Problems to solve:
(1) According to the report on the Israeli offensive in Gaza City, why did COGAT say the supply of tents and shelter equipment to Gaza would resume? Answer in one to three sentences.
(2) Continue the report on the Israeli offensive in Gaza City's Zeitoun district, starting after its final paragraph.
--- Text ---
Scores of Palestinians have been killed and thousands forced to flee following nearly a week of relentless Israeli bombardment. The Hamas-run municipality of Gaza City’s southern Zeitoun district described the situation as ‘catastrophic’, with residents enduring almost constant explosions from Israeli air strikes, tank shelling, and demolition operations.
Zeitoun, once home to around 50,000 people, has been left without food, water, or functioning infrastructure, following six days of strikes. At least 40 Palestinians were killed on Saturday alone, Gaza’s civil defense agency confirmed, as Israel pushed forward with its controversial plan to drive more than a million people from the city into sprawling tent camps in the south.
The UN Security Council has already condemned Israel’s vote last week to seize the city, describing the mass displacement of its residents as unlawful. But Israeli Prime Minister Benjamin Netanyahu is said to want Gaza City under complete Israeli control from October 7 – the anniversary of Hamas’s bloody incursion that killed 1,200 people and left 251 hostages.
In an extraordinary admission, the Israeli military announced it would begin allowing aid agencies to bring in tents again – despite accusations from the UN that Tel Aviv has deliberately choked humanitarian access. ‘As part of the preparations to move the population from combat zones to the southern Gaza Strip for their protection, the supply of tents and shelter equipment to Gaza will resume,’ the Israeli military body COGAT said.
--- Listed entries ---
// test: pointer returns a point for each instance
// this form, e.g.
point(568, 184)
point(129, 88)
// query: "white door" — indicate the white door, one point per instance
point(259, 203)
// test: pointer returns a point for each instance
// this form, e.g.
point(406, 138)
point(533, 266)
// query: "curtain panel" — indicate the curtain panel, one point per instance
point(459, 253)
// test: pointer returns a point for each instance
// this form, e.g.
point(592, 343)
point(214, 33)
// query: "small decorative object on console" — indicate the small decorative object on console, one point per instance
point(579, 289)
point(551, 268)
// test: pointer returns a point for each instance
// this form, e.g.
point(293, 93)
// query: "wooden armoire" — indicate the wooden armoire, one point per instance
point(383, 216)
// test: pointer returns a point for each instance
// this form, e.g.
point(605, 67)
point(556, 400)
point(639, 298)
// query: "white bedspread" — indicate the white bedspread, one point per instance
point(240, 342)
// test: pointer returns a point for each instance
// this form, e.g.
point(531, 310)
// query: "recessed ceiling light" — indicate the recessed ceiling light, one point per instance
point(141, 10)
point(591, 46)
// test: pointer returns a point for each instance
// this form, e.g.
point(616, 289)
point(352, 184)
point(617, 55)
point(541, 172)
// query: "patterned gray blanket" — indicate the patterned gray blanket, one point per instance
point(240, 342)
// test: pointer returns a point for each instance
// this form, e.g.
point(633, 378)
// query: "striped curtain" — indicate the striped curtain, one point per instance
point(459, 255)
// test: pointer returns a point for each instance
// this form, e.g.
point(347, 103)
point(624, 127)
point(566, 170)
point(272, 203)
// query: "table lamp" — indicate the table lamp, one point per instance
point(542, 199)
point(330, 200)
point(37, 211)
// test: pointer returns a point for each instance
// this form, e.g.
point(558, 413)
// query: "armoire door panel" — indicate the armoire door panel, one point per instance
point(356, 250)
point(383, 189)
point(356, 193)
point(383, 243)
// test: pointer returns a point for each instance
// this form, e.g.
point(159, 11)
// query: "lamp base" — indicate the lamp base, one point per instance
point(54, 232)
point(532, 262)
---
Responses for each task:
(1) COGAT said the supply would resume as part of preparations to move the population from combat zones to the southern Gaza Strip. It presented the move as being for the population's protection.

(2)
Humanitarian Crisis Escalates
Ghassan Kashko, 40, who is sheltering with his family at a school building in the neighborhood, told news agency AFP that air strikes and tank shelling were causing ‘explosions… that don’t stop’. ‘We don’t know the taste of sleep,’ he said.
The humanitarian picture is worsening by the day. Gaza’s four remaining hospitals are operating at less than 20 per cent of capacity, starved of medicine and supplies. The UN estimates that 1.9 million Gazans – 90 per cent of the population – have now been displaced, while aid groups warn that famine is no longer a looming threat but an unfolding reality.
On Saturday, hospitals reported another 11 deaths from malnutrition, including a child, bringing the grim toll to 251 starvation deaths – 108 of them children. With temperatures in the shattered territory soaring above 32C, the dire conditions are claiming more lives by the day.